### EXTRAIT DU DOCUMENT
■ ■ ■
Quel est le lien entre Jeanne d' Arc et Richard II ?
On parle d' un roi malheureux mais n' était-il pas un roi , au contraire, des plus heureux!
Parle-t-on de son frère ?
Et...pourquoi quarante dans le titre? Bref, je nage!
Bonsoir,
Ce poème est l’un de ceux que j’aime le plus au monde, que je me récite si souvent que... je ne m’y risque qu’en tremblant. Juste pour vous rendre service...

Consultez d’abord ce site de l’université de Münster, très riche sur Aragon, et qui explique très bien les circonstances de la composition du Crève Coeur (1941):

http://www.uni-muenster.de/Romanistik/Aragon/werk/mittel/cc_f.htm

« Richard II Quarante »

Le titre fait allusion à une tragédie de Shakespeare sur un roi anglais trahi et abandonné par les siens. Le texte de Shakespeare contient l’expression “roi de ses douleurs”
■ ■ ■
### CONSIGNE
Pouvez-vous recopier mot pour mot l'intégralité de l'extrait du document ci-dessus ? Les données ci-dessous proviennent d'une autre source.

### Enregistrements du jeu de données
■ ■ ■
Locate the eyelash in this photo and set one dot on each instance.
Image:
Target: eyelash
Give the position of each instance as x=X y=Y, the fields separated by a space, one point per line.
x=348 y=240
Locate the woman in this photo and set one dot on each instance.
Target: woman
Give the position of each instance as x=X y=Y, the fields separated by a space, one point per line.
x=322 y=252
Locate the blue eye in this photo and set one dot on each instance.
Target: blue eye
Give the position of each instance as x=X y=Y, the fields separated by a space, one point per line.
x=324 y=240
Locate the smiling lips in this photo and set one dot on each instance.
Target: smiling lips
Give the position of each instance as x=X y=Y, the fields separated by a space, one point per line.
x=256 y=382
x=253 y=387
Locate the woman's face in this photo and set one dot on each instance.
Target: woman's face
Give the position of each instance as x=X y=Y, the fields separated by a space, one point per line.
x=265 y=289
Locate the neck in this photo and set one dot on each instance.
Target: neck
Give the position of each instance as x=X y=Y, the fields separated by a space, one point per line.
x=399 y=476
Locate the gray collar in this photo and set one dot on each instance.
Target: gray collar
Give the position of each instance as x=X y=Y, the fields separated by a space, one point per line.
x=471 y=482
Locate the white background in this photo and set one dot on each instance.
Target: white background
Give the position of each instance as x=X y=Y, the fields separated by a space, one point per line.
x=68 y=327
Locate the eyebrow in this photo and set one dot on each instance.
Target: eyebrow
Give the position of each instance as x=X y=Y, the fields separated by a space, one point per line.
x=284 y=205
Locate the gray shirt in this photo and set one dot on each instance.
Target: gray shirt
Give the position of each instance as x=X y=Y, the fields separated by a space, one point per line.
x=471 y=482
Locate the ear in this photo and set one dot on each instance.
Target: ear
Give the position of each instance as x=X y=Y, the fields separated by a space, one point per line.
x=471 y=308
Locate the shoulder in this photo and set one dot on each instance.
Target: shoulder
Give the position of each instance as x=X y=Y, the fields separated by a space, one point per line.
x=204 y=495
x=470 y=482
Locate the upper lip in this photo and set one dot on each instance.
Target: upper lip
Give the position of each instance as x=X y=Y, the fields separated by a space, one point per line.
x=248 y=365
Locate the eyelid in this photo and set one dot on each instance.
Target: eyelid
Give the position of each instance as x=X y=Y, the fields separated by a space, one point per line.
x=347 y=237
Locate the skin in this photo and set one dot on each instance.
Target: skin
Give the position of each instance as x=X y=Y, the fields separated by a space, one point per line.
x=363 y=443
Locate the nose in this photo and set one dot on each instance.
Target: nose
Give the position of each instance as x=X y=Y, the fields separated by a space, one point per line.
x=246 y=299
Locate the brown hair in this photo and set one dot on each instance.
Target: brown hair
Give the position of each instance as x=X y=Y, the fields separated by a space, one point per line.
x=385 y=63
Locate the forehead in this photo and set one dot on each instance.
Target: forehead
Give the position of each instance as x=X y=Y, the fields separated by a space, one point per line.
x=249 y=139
■ ■ ■
### RÉPONSE
Quel est le lien entre Jeanne d' Arc et Richard II ?
On parle d' un roi malheureux mais n' était-il pas un roi , au contraire, des plus heureux!
Parle-t-on de son frère ?
Et...pourquoi quarante dans le titre? Bref, je nage!
Bonsoir,
Ce poème est l’un de ceux que j’aime le plus au monde, que je me récite si souvent que... je ne m’y risque qu’en tremblant. Juste pour vous rendre service...

Consultez d’abord ce site de l’université de Münster, très riche sur Aragon, et qui explique très bien les circonstances de la composition du Crève Coeur (1941):

http://www.uni-muenster.de/Romanistik/Aragon/werk/mittel/cc_f.htm

« Richard II Quarante »

Le titre fait allusion à une tragédie de Shakespeare sur un roi anglais trahi et abandonné par les siens. Le texte de Shakespeare contient l’expression “roi de ses douleurs”